** Start Passage given **

I don't believe it's all mistrust.  Many/most people don't have a clue about real photography beyond their cellphone 'camera'.  They just don't understand all of the equipment let alone the theory of light.  People 'fear' what they don't understand, human nature I guess, too bad.


----------



## Lyncca (Oct 23, 2008)

I guess there is the good and bad of being a female.  The bad is that I don't feel safe to go to some areas that a male may, but on the other, people don't tend to think I am a terrorist or kidnapper either.

I see people watching me a lot, generally when I have a big telephoto lens attached to my camera or if I have a tripod for night photography, but I don't usually have anyone rude approach.  Mostly people come and talk to me and ask if I am from National Geographic or something similar, which is pretty funny.  If they only knew that if I were, my equipment would be seriously lacking!

A lot of times I will show people pictures I take on the LCD. Then, they can see what I see, and many times this will bring about questions, so I explain to them about shutter speed, and the purpose of a tripod.  So, in the end, I get to blab about photography, meet someone new, and they learn something or at least see some cool photos


----------



## Jeremy Lim (Oct 23, 2008)

Like Jamie said, the first thing I thought when I read the title was, "Because everyone thinks everyone else is a pervert."  Though I get funny looks in public, I get the most crap from my friends.  I think the worst comment was, "You know, when you said you were bringing the camera, I didn't think you'd be humping it all night."  Blagh.

I live in Vancouver, so we get a large influx of Asian tourists and visitors.  I think I get away with some shots because people think I'm a tourist.  Being born and bred here, they couldn't be more wrong.

** End Passage given **

Required tasks
(a) Answer these questions about the photography forum thread above:
(i) What do people who come to talk with Lyncca often ask her?
(ii) What two things does Lyncca explain when people have questions about the pictures she shows them on the LCD?
(iii) In which city does Jeremy Lim live?
(b) Carry on the photography forum thread above, starting right after its last sentence.

** Start Record set **

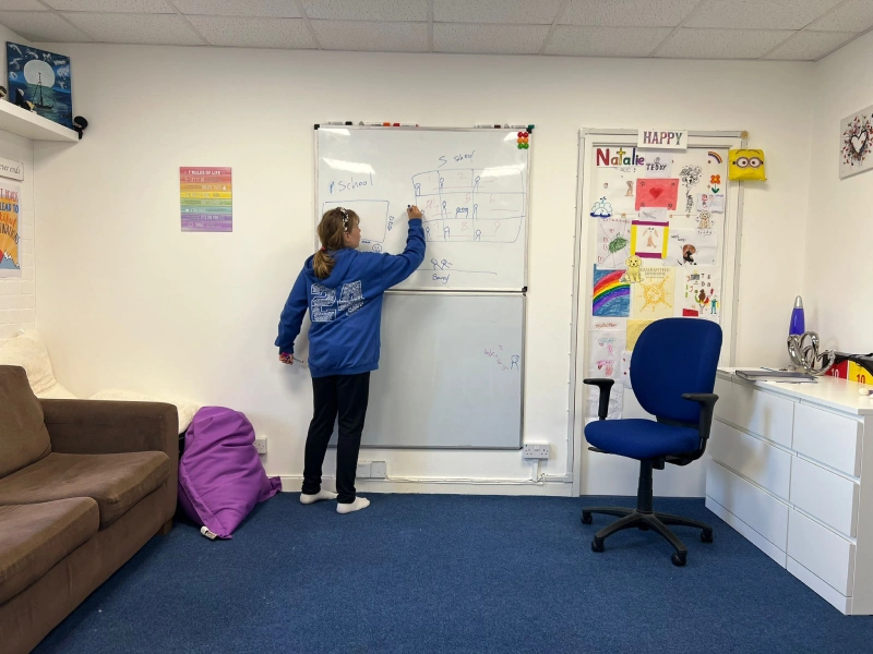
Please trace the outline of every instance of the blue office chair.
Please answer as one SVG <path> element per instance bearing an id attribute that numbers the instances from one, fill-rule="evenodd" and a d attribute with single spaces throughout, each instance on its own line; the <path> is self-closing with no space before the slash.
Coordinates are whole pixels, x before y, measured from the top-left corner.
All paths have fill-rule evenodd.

** End Record set **
** Start Record set **

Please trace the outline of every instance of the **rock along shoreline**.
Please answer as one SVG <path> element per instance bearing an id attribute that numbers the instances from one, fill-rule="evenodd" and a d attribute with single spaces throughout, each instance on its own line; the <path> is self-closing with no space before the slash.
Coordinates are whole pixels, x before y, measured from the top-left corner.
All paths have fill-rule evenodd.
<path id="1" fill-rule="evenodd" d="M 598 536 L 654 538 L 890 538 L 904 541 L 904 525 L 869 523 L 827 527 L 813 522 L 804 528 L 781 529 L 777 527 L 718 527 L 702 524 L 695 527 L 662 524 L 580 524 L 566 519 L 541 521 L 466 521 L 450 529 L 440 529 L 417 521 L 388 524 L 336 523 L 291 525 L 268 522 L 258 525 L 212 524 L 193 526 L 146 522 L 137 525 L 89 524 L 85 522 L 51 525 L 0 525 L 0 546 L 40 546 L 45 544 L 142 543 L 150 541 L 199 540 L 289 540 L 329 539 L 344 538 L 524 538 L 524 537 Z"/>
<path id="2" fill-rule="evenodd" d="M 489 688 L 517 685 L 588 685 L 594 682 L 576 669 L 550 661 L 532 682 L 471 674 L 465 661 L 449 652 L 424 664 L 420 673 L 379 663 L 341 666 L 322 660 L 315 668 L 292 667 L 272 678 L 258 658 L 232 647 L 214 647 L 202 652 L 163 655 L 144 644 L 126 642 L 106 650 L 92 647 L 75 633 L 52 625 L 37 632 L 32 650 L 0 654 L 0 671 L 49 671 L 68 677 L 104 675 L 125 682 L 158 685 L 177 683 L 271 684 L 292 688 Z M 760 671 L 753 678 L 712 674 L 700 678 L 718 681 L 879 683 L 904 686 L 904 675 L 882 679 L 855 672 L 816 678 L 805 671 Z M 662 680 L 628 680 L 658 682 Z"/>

** End Record set **

Task responses
(a)
(i) They ask whether she is from National Geographic or something similar.
(ii) She explains shutter speed and the purpose of a tripod.
(iii) He lives in Vancouver.

(b)
C'est la vie.  I've met some amazing people and come up with some pretty sweet shots thanks to my 30D.  The only thing stopping me is the day my camera dies.  Quick, everyone knock on wood!


----------



## Overread (Oct 23, 2008)

errr guys this is a 4 year old thread -- let it die please


----------



## Joves (Oct 23, 2008)

Overread said:


> errr guys this is a 4 year old thread -- let it die please


No we must give it CPR. Besides the forum has been slow so why not revive something.
 Oh and most people notice my sidearm before my camera. I love living in Az.


----------



## manaheim (Oct 23, 2008)

Like some I find that most people are more curious than concerned... I almost find this more weird.  I get a _lot_ of people who are just kind of into whatever you are doing and want to be involved in some way, see what you are doing, look at your results, ask you questions, etc.

To be honest, it surprises me mainly because it's not like DSLRs are uncommon in my area... hell I went to a labor day parade recently and I swear every third person had one.  Dunno.  It's a funny social behavior.


----------



## Josh66 (Oct 23, 2008)

Overread said:


> errr guys this is a 4 year old thread -- let it die please



And obviously things have only gotten worse since then.

Four years ago people thought you were strange for taking a photo of a person you're not related to, now you are suspect if you take a picture of a bridge.

Why on Earth would anybody ever photograph a bridge if they weren't planning on blowing it up?  I don't understand why nobody else sees this...
We need to ban photography altogether, the world will be much safer.
"The Terrorists" will have no way of planning their attacks if we all just made this small sacrifice and took up another hobby.  (Astronomy would probably be best, so we could continue our obsession with lenses, and it is equally (probably even more) expensive, so we'll still have that going for us too.)



I get looks sometimes...  I've gotten the finger for aiming a camera at someone a few times.  There's been instances where I didn't take a picture I wanted to because I didn't want to have to "explain myself".

I can't believe how stupid some people are.  Most people are probably just curious, but some of them really do think that photographers might be "up to something".


----------



## Unreal Tuner (Oct 23, 2008)

JimJohnD said:


> I don't believe it's all mistrust. Many/most people don't have a clue about real photography beyond their cellphone 'camera'. They just don't understand all of the equipment let alone the theory of light. People 'fear' what they don't understand, human nature I guess, too bad.


 
I think this pretty much sums it up.  I agree with it.
Some people just don't understand.


----------



## Paul M (Oct 24, 2008)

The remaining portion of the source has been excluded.